**Goal of the exercise:** Your task is to output all the records below, word for word.

Entries taken from a collection
────────────────

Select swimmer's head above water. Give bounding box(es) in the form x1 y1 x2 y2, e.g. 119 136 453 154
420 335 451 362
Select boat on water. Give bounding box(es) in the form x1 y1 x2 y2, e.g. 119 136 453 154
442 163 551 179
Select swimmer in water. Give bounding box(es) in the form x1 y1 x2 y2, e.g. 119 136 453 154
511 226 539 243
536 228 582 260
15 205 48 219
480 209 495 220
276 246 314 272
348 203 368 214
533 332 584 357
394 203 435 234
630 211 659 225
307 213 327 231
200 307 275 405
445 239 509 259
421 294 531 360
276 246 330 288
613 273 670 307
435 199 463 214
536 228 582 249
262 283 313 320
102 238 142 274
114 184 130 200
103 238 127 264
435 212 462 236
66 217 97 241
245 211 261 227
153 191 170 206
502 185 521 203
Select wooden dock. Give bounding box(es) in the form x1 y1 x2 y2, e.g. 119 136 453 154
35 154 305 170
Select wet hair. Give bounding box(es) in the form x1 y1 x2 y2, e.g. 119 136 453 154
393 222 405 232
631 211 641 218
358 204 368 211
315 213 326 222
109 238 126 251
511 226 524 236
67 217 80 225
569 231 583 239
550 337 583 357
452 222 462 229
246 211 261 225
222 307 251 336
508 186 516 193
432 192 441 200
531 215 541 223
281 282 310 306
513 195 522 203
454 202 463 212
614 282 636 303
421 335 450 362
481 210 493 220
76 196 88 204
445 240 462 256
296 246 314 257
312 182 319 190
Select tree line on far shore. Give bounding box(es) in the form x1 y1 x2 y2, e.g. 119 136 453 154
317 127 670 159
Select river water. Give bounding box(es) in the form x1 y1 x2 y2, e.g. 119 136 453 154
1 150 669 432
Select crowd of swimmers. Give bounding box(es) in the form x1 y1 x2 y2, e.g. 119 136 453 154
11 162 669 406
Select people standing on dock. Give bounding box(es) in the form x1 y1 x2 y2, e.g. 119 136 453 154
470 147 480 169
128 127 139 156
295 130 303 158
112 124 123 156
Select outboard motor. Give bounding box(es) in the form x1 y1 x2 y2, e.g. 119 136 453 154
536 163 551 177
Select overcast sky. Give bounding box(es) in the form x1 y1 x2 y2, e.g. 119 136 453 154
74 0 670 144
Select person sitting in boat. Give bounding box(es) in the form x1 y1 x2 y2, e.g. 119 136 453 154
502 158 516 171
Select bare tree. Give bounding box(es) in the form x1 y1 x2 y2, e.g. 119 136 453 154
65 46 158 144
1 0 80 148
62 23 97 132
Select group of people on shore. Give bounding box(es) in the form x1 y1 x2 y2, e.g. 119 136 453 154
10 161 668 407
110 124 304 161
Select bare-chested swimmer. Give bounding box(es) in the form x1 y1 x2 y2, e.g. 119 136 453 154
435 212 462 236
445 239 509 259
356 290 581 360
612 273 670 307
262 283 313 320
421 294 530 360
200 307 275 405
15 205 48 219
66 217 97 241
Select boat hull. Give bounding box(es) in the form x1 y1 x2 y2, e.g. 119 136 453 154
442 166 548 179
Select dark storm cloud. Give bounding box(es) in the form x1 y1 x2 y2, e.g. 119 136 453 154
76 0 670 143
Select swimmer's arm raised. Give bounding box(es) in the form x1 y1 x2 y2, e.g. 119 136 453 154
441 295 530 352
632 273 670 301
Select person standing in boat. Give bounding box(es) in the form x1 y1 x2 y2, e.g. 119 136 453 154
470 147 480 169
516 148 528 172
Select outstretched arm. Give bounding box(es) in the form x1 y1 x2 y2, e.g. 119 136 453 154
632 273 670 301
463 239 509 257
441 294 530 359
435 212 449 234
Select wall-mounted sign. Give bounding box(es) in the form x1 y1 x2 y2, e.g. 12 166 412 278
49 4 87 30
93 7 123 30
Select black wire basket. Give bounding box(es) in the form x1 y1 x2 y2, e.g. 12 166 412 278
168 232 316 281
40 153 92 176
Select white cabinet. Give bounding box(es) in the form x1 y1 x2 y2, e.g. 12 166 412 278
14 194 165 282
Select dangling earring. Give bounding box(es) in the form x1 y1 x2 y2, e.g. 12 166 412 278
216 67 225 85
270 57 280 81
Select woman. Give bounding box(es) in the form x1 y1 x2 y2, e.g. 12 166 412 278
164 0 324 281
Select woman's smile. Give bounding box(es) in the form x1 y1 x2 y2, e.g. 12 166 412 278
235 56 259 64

────────────────

**Completed exercise:**
Select swimmer's head above water. Give bounding box(es) in the form x1 y1 x2 y2, e.g. 119 136 453 154
420 335 451 362
Select boat on water. Give bounding box(es) in the form x1 y1 x2 y2, e.g. 119 136 453 154
442 163 551 179
Select swimmer in water. Give bounding box(es) in the form x1 y1 x2 y2, e.g. 119 136 453 154
511 226 539 243
536 228 582 260
15 205 48 219
480 209 495 220
276 246 314 272
348 203 368 214
533 332 584 357
394 203 435 234
630 211 659 225
307 213 327 231
200 307 275 405
445 239 509 259
421 294 531 360
276 246 330 288
613 273 670 307
435 199 463 214
536 228 582 249
262 283 313 320
102 238 142 274
114 184 130 200
103 238 127 264
435 212 462 236
66 217 97 241
245 211 261 227
153 191 170 206
502 185 521 203
Select wooden dock. Give bounding box(es) in the form x1 y1 x2 y2, e.g. 119 136 453 154
35 154 305 170
Select wet hair. Give bounding box(es) in the form x1 y1 x2 y2, e.g. 119 136 453 154
393 222 405 232
631 211 641 218
358 204 368 211
315 213 326 222
109 238 126 251
511 226 524 236
67 217 80 225
569 231 583 239
550 337 583 357
452 222 462 229
246 211 261 225
222 307 251 336
508 186 516 193
432 192 441 200
531 215 541 223
281 282 310 306
513 195 522 203
454 202 463 212
614 282 636 303
421 335 450 362
481 210 493 220
76 196 88 204
445 240 462 256
296 246 314 257
312 182 319 190
Select tree line on far shore. Give bounding box(es) in the form x1 y1 x2 y2, e.g. 119 136 453 154
317 127 670 159
Select river water. Give bounding box(es) in the form x1 y1 x2 y2, e.g. 119 136 453 154
1 150 669 432
Select crowd of swimmers. Give bounding box(es) in the form x1 y1 x2 y2, e.g. 119 136 453 154
11 162 669 406
Select people standing on dock. Give bounding box(es) in the form x1 y1 x2 y2, e.g. 119 136 453 154
470 147 480 169
128 127 139 156
295 130 303 158
112 124 123 156
Select outboard motor. Give bounding box(es) in the form x1 y1 x2 y2, e.g. 119 136 453 154
536 163 551 177
Select overcast sky. Give bounding box(es) in the form x1 y1 x2 y2, e.g. 119 136 453 154
74 0 670 144
Select person sitting in boat. Give bounding box(es) in the form x1 y1 x2 y2, e.g. 119 136 453 154
502 158 516 171
Select bare tree. Give bounding box(es) in the form x1 y1 x2 y2, e.g. 119 136 453 154
65 46 158 144
1 0 80 148
62 23 97 132
Select group of people on shore. Give bounding box(es) in the form x1 y1 x2 y2, e.g. 119 136 453 154
10 161 668 407
110 124 304 161
Select bare-chested swimmer. Give bounding box(es) in the form x1 y1 x2 y2, e.g. 119 136 453 154
435 212 462 236
445 239 509 259
356 290 581 360
612 273 670 307
262 283 313 320
421 294 530 360
200 307 275 405
15 205 48 219
66 217 97 241
Select boat hull. Give bounding box(es) in the form x1 y1 x2 y2, e.g. 119 136 453 154
442 166 548 179
Select dark storm cloud. Give bounding box(es) in the form x1 y1 x2 y2, e.g. 119 136 453 154
76 0 670 143
Select swimmer's arm raised. Give bounding box(es) in the form x1 y1 x2 y2, e.g. 119 136 453 154
441 295 530 352
632 273 670 301
Select person standing in boat. Give bounding box(es) in the form x1 y1 x2 y2, e.g. 119 136 453 154
470 147 480 169
516 148 528 172
Select outstretched arm. Give bounding box(es) in the form x1 y1 x2 y2, e.g. 119 136 453 154
632 273 670 301
463 239 509 257
441 294 530 359
435 212 449 234
Select wall-mounted sign. Give bounding box(es) in the form x1 y1 x2 y2, e.g. 12 166 412 278
49 4 87 30
93 7 123 30
Select black wire basket. Give bounding box(es) in the form x1 y1 x2 y2, e.g. 12 166 412 278
168 232 316 281
40 153 92 176
Select white cabinet. Give bounding box(es) in the form x1 y1 x2 y2, e.g. 12 166 412 278
14 194 165 282
Select dangling earring. Give bounding box(es) in the form x1 y1 x2 y2, e.g. 12 166 412 278
216 67 225 85
270 57 280 81
Select woman. Give bounding box(es) in the form x1 y1 x2 y2, e.g. 12 166 412 278
164 0 324 281
Select woman's smile. Give bounding box(es) in the form x1 y1 x2 y2, e.g. 12 166 412 278
235 56 259 64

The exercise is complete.